• [TASK TO CARRY OUT] Transcribe each of the following records line for line, with no changes.

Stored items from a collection
_ _ _ _ _ _ _
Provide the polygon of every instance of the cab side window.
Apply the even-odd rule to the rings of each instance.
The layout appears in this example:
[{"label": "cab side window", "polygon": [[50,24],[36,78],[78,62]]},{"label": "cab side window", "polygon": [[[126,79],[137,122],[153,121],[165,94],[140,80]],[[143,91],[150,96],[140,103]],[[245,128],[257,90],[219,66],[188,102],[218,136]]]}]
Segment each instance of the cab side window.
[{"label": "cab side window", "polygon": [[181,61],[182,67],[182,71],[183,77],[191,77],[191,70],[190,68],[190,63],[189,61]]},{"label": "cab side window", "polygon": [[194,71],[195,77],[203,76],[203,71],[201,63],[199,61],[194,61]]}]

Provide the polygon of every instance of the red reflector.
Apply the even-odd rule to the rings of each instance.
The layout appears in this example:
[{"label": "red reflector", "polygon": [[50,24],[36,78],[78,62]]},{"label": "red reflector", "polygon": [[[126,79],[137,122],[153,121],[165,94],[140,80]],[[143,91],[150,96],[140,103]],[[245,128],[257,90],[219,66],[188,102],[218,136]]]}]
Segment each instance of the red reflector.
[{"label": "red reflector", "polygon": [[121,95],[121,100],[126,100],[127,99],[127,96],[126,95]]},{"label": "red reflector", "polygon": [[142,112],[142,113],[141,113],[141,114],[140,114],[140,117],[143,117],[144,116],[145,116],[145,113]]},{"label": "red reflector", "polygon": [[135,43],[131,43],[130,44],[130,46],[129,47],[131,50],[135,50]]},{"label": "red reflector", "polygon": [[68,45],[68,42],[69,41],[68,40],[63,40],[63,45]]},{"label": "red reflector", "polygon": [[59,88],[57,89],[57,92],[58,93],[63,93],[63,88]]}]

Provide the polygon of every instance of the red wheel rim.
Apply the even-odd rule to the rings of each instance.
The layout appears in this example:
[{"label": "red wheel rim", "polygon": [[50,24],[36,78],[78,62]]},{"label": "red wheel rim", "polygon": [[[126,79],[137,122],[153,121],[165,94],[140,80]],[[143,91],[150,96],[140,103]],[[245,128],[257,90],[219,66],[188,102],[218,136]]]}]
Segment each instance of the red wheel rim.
_ _ _ _ _ _ _
• [RESULT]
Provide the polygon of every instance of the cab side window.
Apply the even-odd rule to the rings of each instance.
The layout appears in this example:
[{"label": "cab side window", "polygon": [[50,24],[36,78],[78,62]]},{"label": "cab side window", "polygon": [[[126,79],[137,122],[153,121],[165,94],[140,80]],[[143,91],[150,96],[140,103]],[[245,128],[257,90],[219,66],[188,102],[218,136]]]}]
Segment each instance of the cab side window.
[{"label": "cab side window", "polygon": [[181,61],[182,67],[182,71],[183,77],[191,77],[191,70],[190,68],[190,63],[189,61]]},{"label": "cab side window", "polygon": [[194,71],[195,77],[203,76],[203,71],[201,63],[199,61],[194,61]]}]

Provide the polygon of every instance of the red reflector.
Apply the even-odd rule to the rings of each instance.
The layout appears in this example:
[{"label": "red reflector", "polygon": [[50,24],[36,78],[78,62]]},{"label": "red reflector", "polygon": [[[126,79],[137,122],[153,121],[165,94],[140,80]],[[143,91],[150,96],[140,103]],[[245,128],[257,90],[219,66],[188,102],[218,136]]]}]
Segment each instance of the red reflector.
[{"label": "red reflector", "polygon": [[121,95],[121,100],[126,100],[127,99],[127,96],[126,95]]},{"label": "red reflector", "polygon": [[142,112],[142,113],[141,113],[141,114],[140,114],[140,117],[143,117],[144,116],[145,116],[145,113]]},{"label": "red reflector", "polygon": [[135,43],[131,43],[130,44],[130,46],[129,47],[131,50],[135,50]]},{"label": "red reflector", "polygon": [[68,45],[68,42],[69,41],[68,40],[63,40],[63,45]]},{"label": "red reflector", "polygon": [[59,88],[57,89],[57,92],[58,93],[63,93],[63,88]]}]

Provide the polygon of every instance of the red wheel rim.
Apply the even-odd rule to the rings of each instance.
The layout appears in this example:
[{"label": "red wheel rim", "polygon": [[50,24],[36,78],[78,62]]},{"label": "red wheel rim", "polygon": [[[126,79],[137,122],[153,121],[165,94],[140,80]],[[143,91],[150,96],[140,103]],[[245,128],[257,90],[219,66],[188,102],[218,136]]]}]
Segment each instance of the red wheel rim.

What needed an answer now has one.